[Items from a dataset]
☆ ☆ ☆ ☆ ☆ ☆ ☆

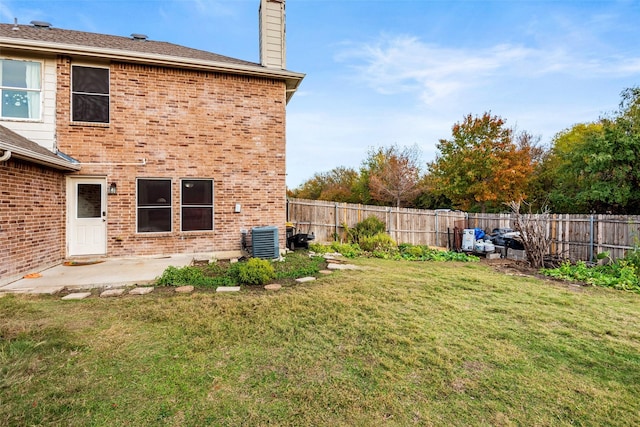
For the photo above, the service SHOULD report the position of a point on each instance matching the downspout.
(6, 156)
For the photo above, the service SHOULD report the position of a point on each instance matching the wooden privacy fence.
(576, 237)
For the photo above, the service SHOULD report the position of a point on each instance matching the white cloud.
(405, 64)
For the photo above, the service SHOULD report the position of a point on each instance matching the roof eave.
(292, 79)
(32, 156)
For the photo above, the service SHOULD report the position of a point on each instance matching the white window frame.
(170, 206)
(211, 206)
(108, 95)
(39, 91)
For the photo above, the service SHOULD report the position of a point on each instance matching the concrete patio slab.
(141, 291)
(111, 293)
(228, 289)
(112, 273)
(76, 296)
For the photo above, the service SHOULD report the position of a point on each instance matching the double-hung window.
(197, 204)
(20, 89)
(89, 94)
(154, 205)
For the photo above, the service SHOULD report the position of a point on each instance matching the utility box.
(468, 239)
(264, 242)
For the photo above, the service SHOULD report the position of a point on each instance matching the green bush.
(621, 274)
(346, 249)
(256, 271)
(380, 242)
(369, 227)
(174, 276)
(319, 248)
(298, 264)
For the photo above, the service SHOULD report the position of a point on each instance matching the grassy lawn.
(399, 343)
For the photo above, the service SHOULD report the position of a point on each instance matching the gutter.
(291, 79)
(5, 156)
(38, 158)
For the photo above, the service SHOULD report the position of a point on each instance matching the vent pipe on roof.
(5, 156)
(41, 24)
(272, 34)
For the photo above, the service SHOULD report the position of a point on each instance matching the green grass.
(399, 343)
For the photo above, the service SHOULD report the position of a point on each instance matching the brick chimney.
(272, 34)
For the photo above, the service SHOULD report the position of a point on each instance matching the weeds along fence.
(576, 237)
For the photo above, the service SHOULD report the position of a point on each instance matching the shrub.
(189, 275)
(256, 271)
(380, 242)
(346, 249)
(298, 264)
(369, 227)
(319, 248)
(619, 275)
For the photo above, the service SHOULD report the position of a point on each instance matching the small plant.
(378, 242)
(256, 271)
(298, 264)
(621, 274)
(346, 249)
(174, 276)
(319, 248)
(369, 227)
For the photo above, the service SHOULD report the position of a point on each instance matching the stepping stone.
(77, 295)
(141, 291)
(48, 290)
(112, 293)
(342, 267)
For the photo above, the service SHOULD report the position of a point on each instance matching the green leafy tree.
(598, 168)
(483, 166)
(394, 174)
(336, 185)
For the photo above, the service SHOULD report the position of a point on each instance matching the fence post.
(591, 238)
(335, 236)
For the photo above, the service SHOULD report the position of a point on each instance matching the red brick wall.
(32, 218)
(186, 124)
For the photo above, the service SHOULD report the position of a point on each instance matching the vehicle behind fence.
(576, 237)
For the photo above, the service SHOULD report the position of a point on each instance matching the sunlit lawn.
(397, 343)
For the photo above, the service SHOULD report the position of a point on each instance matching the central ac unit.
(264, 242)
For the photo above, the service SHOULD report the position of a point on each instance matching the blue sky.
(384, 72)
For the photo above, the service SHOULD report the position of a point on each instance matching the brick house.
(123, 146)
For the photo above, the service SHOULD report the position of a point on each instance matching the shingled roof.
(47, 39)
(26, 149)
(103, 41)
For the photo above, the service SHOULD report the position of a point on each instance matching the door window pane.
(89, 201)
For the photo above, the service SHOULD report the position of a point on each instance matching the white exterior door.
(87, 216)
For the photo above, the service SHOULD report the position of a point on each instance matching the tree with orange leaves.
(483, 166)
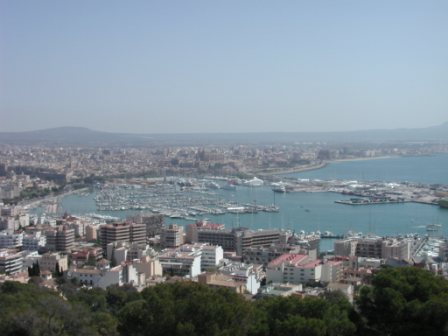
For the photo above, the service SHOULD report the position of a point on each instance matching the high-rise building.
(122, 232)
(172, 236)
(60, 238)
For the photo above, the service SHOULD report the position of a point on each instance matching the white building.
(247, 273)
(184, 261)
(10, 240)
(293, 268)
(34, 241)
(211, 256)
(332, 271)
(93, 277)
(50, 259)
(11, 261)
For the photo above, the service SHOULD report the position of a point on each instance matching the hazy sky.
(223, 66)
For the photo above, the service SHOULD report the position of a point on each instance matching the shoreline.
(323, 165)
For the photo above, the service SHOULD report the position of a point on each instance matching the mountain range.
(87, 137)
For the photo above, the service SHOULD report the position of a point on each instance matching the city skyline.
(232, 67)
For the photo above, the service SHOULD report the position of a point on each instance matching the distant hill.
(86, 137)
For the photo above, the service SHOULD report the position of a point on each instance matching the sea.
(311, 212)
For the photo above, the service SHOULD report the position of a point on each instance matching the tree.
(405, 301)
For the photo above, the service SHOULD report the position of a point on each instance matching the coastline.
(324, 164)
(295, 169)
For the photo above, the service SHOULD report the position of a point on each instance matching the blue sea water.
(318, 211)
(431, 169)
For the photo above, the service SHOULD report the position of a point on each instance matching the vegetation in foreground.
(406, 301)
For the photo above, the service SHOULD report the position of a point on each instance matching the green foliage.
(405, 301)
(309, 316)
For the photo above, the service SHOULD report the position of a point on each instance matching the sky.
(223, 66)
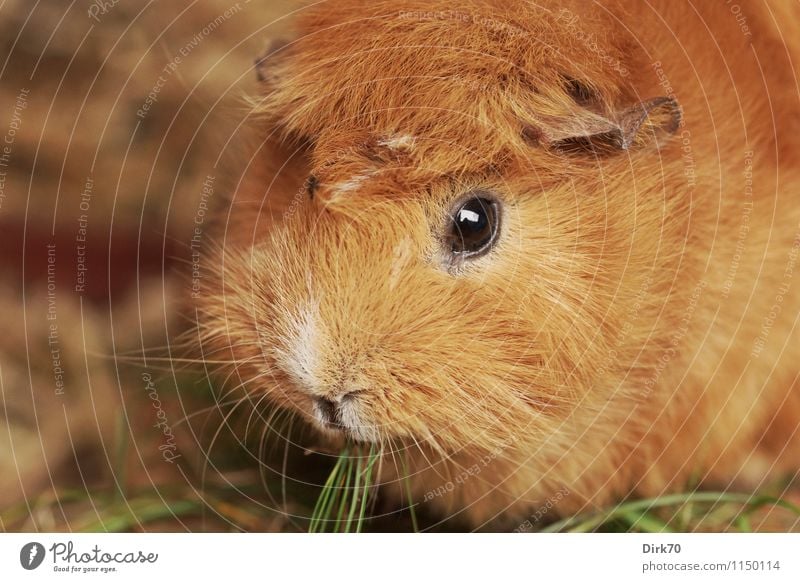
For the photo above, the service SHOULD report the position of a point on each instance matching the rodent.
(559, 236)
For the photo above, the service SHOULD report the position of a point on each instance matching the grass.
(678, 513)
(340, 506)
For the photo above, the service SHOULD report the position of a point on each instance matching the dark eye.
(473, 226)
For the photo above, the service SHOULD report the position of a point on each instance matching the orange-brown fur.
(607, 345)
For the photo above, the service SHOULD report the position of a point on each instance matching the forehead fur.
(463, 81)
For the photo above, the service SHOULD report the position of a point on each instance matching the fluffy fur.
(634, 329)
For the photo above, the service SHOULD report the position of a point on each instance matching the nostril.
(326, 409)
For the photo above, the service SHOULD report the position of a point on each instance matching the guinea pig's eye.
(473, 225)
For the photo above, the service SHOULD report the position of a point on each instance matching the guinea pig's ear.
(585, 129)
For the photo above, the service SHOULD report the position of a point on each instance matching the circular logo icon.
(31, 555)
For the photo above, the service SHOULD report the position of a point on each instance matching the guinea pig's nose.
(326, 409)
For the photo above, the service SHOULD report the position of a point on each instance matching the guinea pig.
(545, 250)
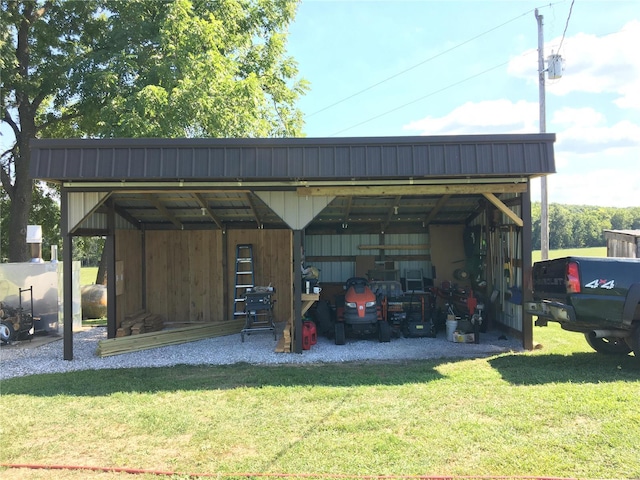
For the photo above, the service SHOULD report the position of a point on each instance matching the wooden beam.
(394, 190)
(253, 210)
(144, 341)
(434, 211)
(212, 215)
(156, 203)
(422, 246)
(504, 209)
(392, 211)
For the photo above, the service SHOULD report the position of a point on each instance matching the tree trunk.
(22, 193)
(101, 277)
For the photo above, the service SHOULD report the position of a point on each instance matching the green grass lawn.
(560, 411)
(88, 275)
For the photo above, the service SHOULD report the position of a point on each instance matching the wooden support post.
(67, 274)
(297, 291)
(525, 238)
(110, 247)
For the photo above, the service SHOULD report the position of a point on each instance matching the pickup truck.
(599, 297)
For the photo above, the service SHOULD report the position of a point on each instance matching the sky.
(406, 68)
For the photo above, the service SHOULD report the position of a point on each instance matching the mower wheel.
(340, 334)
(384, 331)
(7, 332)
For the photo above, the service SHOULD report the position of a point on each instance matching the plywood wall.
(189, 279)
(129, 255)
(184, 275)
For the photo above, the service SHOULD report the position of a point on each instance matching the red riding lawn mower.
(359, 312)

☆ ☆ ☆ ☆ ☆ ☆ ☆

> [Problem requirements]: An exact transcription of the records above is needed, with no pictures included.

> [Solution for this task]:
For the photo above, the service SHOULD report the position of a point on each instance matching the downspout.
(6, 156)
For the photo above, the service SHOULD report the position of a point on each instance matching the wooden privacy fence.
(576, 237)
For the photo above, the service SHOULD report the position of a point on each instance matching the white cloud.
(405, 64)
For the photo above, the service SHOULD report the position of a point on each instance matching the roof eave.
(292, 79)
(32, 156)
For the photo above, the service SHOULD report the position of a point on each instance matching the white window frame.
(170, 206)
(211, 206)
(108, 95)
(39, 91)
For the photo above, the service SHOULD report the position of a point on each instance matching the concrete patio slab.
(141, 291)
(111, 293)
(228, 289)
(112, 273)
(76, 296)
For the photo above, the service SHOULD report the position of a point on each instance matching the double-hung window.
(197, 204)
(20, 89)
(89, 94)
(154, 205)
For the photo above, the service SHOULD report the position of a point on each instance matching the utility box.
(468, 239)
(264, 242)
For the photo above, the service SHOULD report the position of a point on each instance matching the green bush.
(621, 274)
(346, 249)
(256, 271)
(380, 242)
(369, 227)
(174, 276)
(319, 248)
(298, 264)
For the photo above, the service SHOULD report the position of a point on each instance matching the grassy lawn.
(399, 343)
For the photo above, the service SHOULD report the position of a point on each instance matching the gutter.
(291, 79)
(5, 156)
(38, 158)
For the photo above, the service SHOULD report the position of a point on each instance matching the vent pipe on roof.
(5, 156)
(41, 24)
(272, 34)
For the photo above, the service SHOULD report the position of a point on each instance matching the green grass.
(399, 343)
For the photo above, the service SHOULD report the position of a point on each instance matching the brick chimney.
(272, 34)
For the photo above, the service SHOULD report the position of a point on each instance matching the weeds along fence.
(576, 237)
For the photo above, the service SHOULD report the position of a point on each instance matching the shrub.
(189, 275)
(256, 271)
(380, 242)
(346, 249)
(298, 264)
(369, 227)
(319, 248)
(619, 275)
For the photo above, the service SHOULD report the position of a point on each instance matching the small plant.
(378, 242)
(256, 271)
(298, 264)
(621, 274)
(346, 249)
(174, 276)
(319, 248)
(369, 227)
For the photo above, the service SHOULD report the position of a point on each instance matching the stepping stone.
(77, 295)
(141, 291)
(48, 290)
(112, 293)
(342, 267)
For the photo above, the service SHOULD report the position of a point on each instance matching the green leafy tree.
(598, 168)
(483, 166)
(394, 174)
(336, 185)
For the photo above, the service SHOULD report the position of a point on each instance matching the fence post.
(591, 238)
(335, 236)
For the photo above, the service SHOULD report the position of a point on each instance matching the red brick wall.
(32, 218)
(186, 124)
For the photo above, the service SHOULD report the position of a point on each instance matching the vehicle behind fence.
(576, 237)
For the photo above, the service SHOULD report the position of a point on each instance matching the sunlit lawn.
(397, 343)
For the photo above, the service SHOULD report the position of a point on each instance matching the central ac unit.
(264, 242)
For the photo above, the service SHOULD report the position of a point on each instance matching the blue sky.
(384, 72)
For the photo above, the service SHOULD report the position of a point on each instance matching the brick house.
(123, 146)
For the photo above, the service SHOULD report the position of a point on each instance matching the shingled roof.
(47, 39)
(26, 149)
(103, 41)
For the photo above, the service SHOULD report the position of a point on each instance matching the door window pane.
(89, 201)
For the photo above, the service SHOULD report the position of a point on each instance matching the white exterior door.
(87, 216)
For the photo above, the service SHOULD report the position of a point on each instance matching the tree with orange leaves.
(483, 166)
For the photo above, the service SHOULD report the position of a point on each instance matching the high-rise building.
(122, 232)
(172, 236)
(60, 238)
For the photo above, the service SHOULD report the position of a point on each instance matching the white building.
(247, 273)
(184, 261)
(10, 240)
(293, 268)
(34, 241)
(211, 256)
(332, 271)
(93, 277)
(50, 259)
(11, 261)
For the photo above, the service SHOULD report the position of a point on each instance matching the hazy sky.
(223, 66)
For the photo above, the service SHOULD report the position of a point on each instance matching the shoreline.
(323, 165)
For the photo above, the service SHOULD report the position of a point on each instance matching the mountain range.
(87, 137)
For the photo above, the service SHOULD report the position of a point on each instance matching the city skyline.
(232, 67)
For the photo above, the service SHOULD report the position of a point on each instance matching the distant hill.
(86, 137)
For the photo above, the service SHOULD report the position of a point on each instance matching the sea.
(311, 212)
For the photo above, the service SHOULD report the position of a point on each instance matching the tree.
(405, 301)
For the photo above, the service SHOULD report the position of a point on each instance matching the coastline.
(324, 164)
(295, 169)
For the photo above, the service SHOULD report the position of a point on each instance matching the blue sea water.
(318, 211)
(431, 169)
For the photo above, the service SHOULD report the position of a point on each instance matching the vegetation in foreground.
(406, 301)
For the photo above, the service SHOULD report the position of a point on each instance matching the green foliage.
(405, 301)
(309, 316)
For the photo above, the service SHOULD report the position of a point on each instance matching the sky.
(223, 66)
For the photo above, the service SHOULD report the position of a point on each instance matching the rodent.
(559, 236)
For the photo above, the service SHOULD report the position of a point on each instance matching the grass.
(678, 513)
(340, 506)
For the photo above, the service SHOULD report the position of a point on each instance matching the dark eye.
(473, 226)
For the photo above, the service SHOULD report the position of a point on each instance matching the orange-brown fur.
(607, 345)
For the photo above, the service SHOULD report the position of a point on each instance matching the forehead fur.
(463, 81)
For the photo above, the service SHOULD report the position of a point on each instance matching the fluffy fur.
(634, 329)
For the photo above, the service SHOULD report the position of a point on each instance matching the nostril.
(326, 409)
For the photo above, the service SHOULD report the position of a point on each instance matching the guinea pig's eye.
(473, 225)
For the photo above, the service SHOULD report the position of a point on each instance matching the guinea pig's ear.
(585, 129)
For the photo above, the service SHOULD report the position of a point on each instance matching the circular logo icon.
(31, 555)
For the photo above, the service SHOULD report the position of a point on each instance matching the guinea pig's nose.
(326, 409)
For the photo above, the service SHOULD report the position of a point on each instance matching the guinea pig.
(545, 250)
For the photo above, the service SHOULD report the position of a point on each instance matching the wooden beam.
(394, 190)
(253, 210)
(144, 341)
(434, 211)
(212, 215)
(156, 203)
(422, 246)
(504, 209)
(392, 211)
For the photo above, the service SHOULD report the position of a point on each instance matching the tree trunk.
(22, 193)
(101, 277)
For the photo above, the service SHOULD report the position of a point on each instance matching the green grass lawn.
(560, 411)
(88, 275)
For the photo above, the service SHOULD report the position of a point on each instance matching the wooden support post.
(67, 274)
(297, 291)
(525, 238)
(110, 247)
For the photo above, the service SHOULD report the position of a point on each instance matching the pickup truck.
(599, 297)
For the photo above, the service SHOULD report the position of a point on each instance matching the sky.
(406, 68)
For the photo above, the service SHOULD report the position of a point on each instance matching the mower wheel.
(340, 334)
(384, 331)
(7, 332)
For the photo above, the service SHOULD report the position of a point on each instance matching the plywood wall.
(189, 279)
(129, 255)
(184, 275)
For the photo above, the service SHOULD report the position of a point on each instance matching the red riding lawn mower.
(359, 312)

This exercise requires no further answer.